***** EXTRAIT DU DOCUMENT

Quand les plantations de palmiers à huile font revenir la biodiversité

Science en action 16 mars 2023
Des palmeraies pour connecter les aires de conservation et créer de nouveaux passages pour la petite faune sauvage. En monoculture, l’idée était irréalisable. En agroforesterie en revanche, les plantations deviennent des zones à la fois productives et bénéfiques pour l’environnement. Deux Etats du Mexique, Tabasco et Campeche, se lancent dans l’aventure. Le pays souhaite réduire sa dépendance aux importations d’huile de palme en augmentant sa production pour la consommation locale. Soutenue à plus de 90 % par des petits exploitants, la culture de palmiers à huile mexicaine est en passe de se réinventer.

**********
***** DONNÉES EXTRAITES

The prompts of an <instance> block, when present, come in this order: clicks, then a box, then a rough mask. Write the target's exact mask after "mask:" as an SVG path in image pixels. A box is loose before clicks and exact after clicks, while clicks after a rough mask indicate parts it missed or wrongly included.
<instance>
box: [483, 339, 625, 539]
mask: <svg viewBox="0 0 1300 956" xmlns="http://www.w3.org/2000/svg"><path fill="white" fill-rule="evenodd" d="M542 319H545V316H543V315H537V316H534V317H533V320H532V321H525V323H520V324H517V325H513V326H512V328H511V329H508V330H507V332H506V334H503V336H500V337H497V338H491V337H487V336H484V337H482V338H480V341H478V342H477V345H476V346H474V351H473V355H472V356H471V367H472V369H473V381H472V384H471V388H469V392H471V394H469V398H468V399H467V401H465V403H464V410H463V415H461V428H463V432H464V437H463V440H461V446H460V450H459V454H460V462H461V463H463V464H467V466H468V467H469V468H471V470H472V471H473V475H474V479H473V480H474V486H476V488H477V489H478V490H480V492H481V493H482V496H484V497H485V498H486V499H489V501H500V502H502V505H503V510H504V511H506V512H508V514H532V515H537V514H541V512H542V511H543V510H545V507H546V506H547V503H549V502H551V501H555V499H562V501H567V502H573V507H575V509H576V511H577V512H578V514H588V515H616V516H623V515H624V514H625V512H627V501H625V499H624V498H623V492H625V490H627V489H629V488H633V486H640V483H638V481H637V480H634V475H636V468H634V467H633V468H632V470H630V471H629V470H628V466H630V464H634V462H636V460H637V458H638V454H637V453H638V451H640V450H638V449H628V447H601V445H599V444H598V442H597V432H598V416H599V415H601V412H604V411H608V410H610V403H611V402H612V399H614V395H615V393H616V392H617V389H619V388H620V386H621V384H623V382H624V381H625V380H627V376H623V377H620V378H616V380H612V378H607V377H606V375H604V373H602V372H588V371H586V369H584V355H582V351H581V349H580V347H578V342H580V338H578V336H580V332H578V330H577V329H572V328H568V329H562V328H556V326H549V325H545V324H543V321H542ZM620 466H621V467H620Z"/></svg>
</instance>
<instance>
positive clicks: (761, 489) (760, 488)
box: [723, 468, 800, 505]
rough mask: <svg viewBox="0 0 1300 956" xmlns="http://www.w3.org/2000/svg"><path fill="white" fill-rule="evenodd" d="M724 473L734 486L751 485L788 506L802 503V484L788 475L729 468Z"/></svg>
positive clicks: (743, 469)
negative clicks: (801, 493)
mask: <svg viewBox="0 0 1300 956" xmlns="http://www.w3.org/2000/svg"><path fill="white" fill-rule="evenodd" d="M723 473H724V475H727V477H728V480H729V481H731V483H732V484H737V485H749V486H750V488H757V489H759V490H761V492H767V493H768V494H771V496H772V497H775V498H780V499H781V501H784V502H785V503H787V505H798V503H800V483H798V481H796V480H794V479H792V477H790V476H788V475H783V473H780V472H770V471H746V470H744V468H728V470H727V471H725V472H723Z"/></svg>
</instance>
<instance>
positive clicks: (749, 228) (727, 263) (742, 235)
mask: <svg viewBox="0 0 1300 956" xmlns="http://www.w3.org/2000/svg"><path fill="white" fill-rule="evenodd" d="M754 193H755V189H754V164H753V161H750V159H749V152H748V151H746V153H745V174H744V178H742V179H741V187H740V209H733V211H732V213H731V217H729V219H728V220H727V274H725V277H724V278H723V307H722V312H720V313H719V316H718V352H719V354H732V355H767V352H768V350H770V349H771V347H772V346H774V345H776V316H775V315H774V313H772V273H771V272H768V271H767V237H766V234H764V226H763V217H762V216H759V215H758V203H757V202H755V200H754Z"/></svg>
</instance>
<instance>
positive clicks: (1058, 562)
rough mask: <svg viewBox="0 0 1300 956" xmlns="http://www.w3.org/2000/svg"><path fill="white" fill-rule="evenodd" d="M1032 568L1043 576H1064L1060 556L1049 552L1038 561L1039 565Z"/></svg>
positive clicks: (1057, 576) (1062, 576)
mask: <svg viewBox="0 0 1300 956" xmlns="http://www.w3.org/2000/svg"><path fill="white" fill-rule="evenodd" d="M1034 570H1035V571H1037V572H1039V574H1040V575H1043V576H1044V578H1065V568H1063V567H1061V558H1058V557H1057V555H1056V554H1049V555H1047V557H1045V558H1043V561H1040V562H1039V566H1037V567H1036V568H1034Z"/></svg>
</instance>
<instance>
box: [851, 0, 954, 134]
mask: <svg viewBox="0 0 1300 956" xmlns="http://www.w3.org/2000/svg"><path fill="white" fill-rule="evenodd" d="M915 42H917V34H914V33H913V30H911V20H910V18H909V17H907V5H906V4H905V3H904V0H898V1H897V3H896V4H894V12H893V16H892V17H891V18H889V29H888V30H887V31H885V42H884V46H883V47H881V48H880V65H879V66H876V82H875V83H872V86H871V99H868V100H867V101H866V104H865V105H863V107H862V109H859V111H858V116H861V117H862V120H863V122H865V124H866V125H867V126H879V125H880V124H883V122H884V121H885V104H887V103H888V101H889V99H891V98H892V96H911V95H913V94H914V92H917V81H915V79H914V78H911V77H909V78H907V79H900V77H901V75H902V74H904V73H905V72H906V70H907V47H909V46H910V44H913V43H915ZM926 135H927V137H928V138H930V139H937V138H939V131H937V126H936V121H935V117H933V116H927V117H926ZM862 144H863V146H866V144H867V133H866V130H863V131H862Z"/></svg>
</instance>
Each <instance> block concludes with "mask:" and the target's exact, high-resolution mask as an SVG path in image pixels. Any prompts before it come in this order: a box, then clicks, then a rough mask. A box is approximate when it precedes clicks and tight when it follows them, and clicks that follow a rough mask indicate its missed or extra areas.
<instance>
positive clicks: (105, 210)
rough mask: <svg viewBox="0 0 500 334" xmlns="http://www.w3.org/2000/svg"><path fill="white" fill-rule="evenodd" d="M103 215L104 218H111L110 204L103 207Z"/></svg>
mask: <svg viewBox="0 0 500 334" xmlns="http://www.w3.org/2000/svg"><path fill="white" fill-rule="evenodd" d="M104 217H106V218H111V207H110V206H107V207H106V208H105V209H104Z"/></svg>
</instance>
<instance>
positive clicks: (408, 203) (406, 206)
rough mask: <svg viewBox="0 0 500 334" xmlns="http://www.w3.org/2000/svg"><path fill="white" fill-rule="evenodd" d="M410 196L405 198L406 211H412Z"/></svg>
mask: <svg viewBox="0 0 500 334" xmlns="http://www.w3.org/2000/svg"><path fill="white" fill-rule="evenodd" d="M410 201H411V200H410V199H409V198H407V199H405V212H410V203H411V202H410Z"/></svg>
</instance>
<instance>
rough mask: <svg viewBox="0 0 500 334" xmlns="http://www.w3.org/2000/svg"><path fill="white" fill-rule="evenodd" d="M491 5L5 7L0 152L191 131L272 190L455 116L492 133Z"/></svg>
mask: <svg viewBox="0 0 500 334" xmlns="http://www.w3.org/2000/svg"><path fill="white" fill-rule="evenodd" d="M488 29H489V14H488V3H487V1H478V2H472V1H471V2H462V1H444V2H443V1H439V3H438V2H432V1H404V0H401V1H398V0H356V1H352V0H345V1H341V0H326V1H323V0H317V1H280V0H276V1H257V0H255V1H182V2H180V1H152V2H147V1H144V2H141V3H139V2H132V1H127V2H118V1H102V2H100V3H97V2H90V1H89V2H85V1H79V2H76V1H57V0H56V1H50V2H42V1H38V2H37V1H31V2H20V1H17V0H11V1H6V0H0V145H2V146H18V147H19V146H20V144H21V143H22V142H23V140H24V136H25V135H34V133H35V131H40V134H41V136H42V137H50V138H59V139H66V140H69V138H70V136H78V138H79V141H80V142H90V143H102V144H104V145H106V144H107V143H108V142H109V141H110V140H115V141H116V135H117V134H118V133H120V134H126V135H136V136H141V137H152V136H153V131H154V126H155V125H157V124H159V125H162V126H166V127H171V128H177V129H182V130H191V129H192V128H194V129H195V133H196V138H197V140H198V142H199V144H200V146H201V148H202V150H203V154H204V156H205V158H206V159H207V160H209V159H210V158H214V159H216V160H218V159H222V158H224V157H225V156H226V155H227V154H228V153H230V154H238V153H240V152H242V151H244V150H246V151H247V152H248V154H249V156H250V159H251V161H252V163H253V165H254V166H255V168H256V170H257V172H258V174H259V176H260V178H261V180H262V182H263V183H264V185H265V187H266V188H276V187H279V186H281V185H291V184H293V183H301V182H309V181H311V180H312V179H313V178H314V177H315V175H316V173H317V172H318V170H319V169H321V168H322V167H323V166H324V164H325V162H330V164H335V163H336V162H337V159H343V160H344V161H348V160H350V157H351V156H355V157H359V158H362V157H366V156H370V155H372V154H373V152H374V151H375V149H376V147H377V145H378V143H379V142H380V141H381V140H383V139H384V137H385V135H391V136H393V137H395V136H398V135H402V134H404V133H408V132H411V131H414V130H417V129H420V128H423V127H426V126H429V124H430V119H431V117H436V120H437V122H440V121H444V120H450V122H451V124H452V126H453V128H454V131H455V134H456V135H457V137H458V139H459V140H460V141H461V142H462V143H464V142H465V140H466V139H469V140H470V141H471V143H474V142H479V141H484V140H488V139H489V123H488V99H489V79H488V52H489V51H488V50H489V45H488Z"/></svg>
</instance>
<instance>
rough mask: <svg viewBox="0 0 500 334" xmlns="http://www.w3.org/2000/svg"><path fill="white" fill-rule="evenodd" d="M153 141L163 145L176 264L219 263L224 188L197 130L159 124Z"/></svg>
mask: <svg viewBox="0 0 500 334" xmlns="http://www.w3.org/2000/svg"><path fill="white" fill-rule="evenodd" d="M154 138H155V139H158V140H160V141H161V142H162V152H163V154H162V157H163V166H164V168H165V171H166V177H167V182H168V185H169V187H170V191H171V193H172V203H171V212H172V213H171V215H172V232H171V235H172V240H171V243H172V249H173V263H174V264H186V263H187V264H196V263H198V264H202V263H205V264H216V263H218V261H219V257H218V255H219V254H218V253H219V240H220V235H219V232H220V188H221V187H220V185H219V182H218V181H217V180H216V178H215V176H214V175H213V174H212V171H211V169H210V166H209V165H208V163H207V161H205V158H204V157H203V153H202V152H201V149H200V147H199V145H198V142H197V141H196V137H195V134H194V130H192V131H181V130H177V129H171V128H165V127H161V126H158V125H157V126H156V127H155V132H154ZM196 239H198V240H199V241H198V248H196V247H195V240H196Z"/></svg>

**********

• _VOTRE TÂCHE_
Selon l'extrait du document, quels sont les deux États du Mexique qui se lancent dans l'aventure des palmeraies en agroforesterie ?

• _VOTRE RÉPONSE_
Tabasco et Campeche.